_Source data_
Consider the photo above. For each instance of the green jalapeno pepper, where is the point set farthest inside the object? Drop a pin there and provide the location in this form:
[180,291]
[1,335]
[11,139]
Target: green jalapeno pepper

_Direction_
Rewrite the listing above with every occurrence of "jalapeno pepper" replaced by "chili pepper", leaving everything else unchanged.

_Written answer_
Consider the photo above. For each instance of the green chili pepper, where is the point set farthest inside the object? Drop a pin there and provide the location in this form:
[180,291]
[1,335]
[11,139]
Target: green chili pepper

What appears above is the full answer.